Count the lines of the material below that contain the word "putting". Give only the number.
** START OF Material **
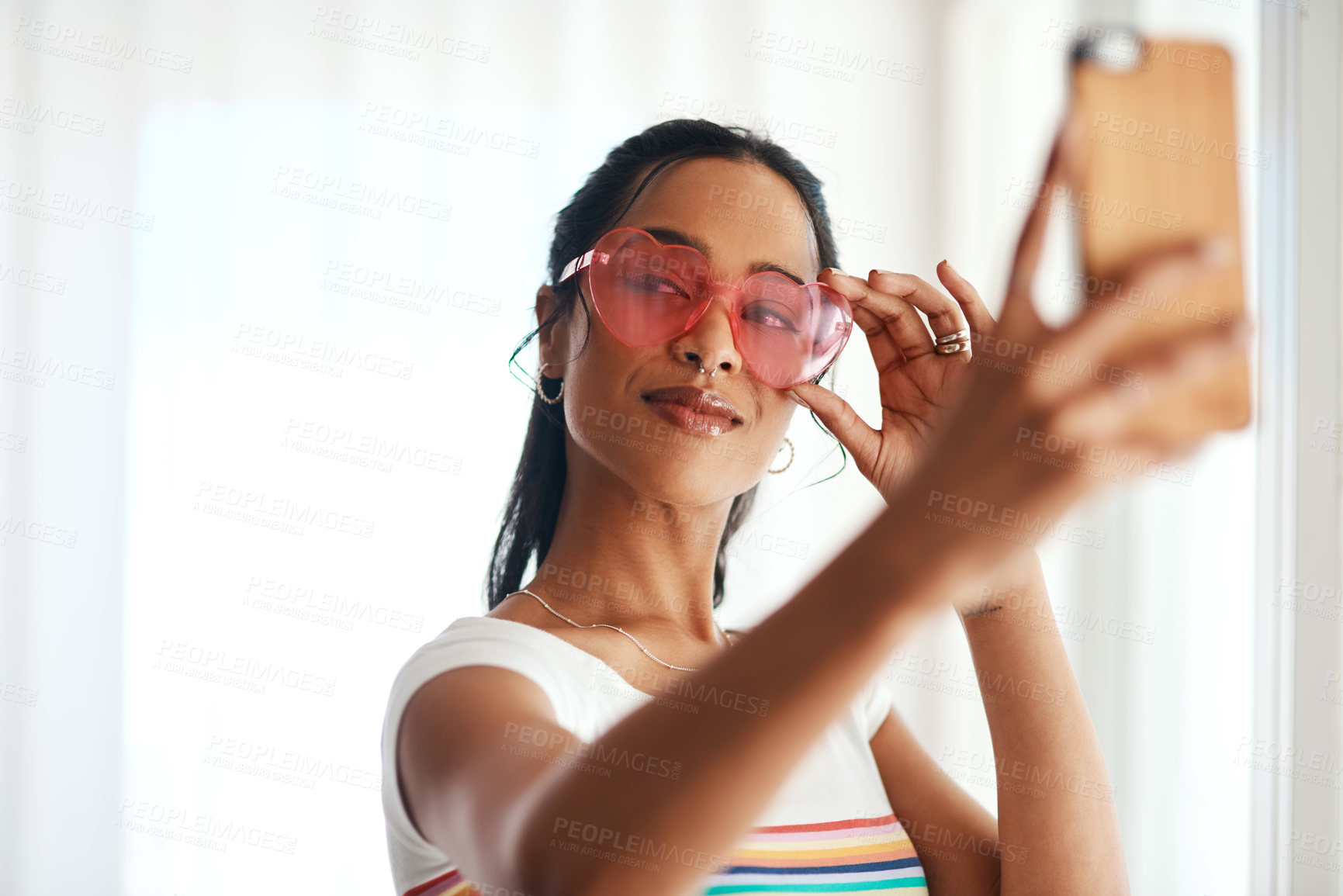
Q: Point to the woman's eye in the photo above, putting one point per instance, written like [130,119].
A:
** END OF Material **
** START OF Material **
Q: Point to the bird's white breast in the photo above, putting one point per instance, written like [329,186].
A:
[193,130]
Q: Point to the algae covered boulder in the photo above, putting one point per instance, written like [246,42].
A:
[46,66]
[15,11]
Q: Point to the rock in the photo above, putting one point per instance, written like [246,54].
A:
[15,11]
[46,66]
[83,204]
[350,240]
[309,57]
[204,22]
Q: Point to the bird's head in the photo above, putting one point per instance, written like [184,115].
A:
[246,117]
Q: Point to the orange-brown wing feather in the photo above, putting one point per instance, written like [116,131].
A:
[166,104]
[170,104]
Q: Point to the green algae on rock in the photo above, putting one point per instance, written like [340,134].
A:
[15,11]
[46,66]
** END OF Material **
The response
7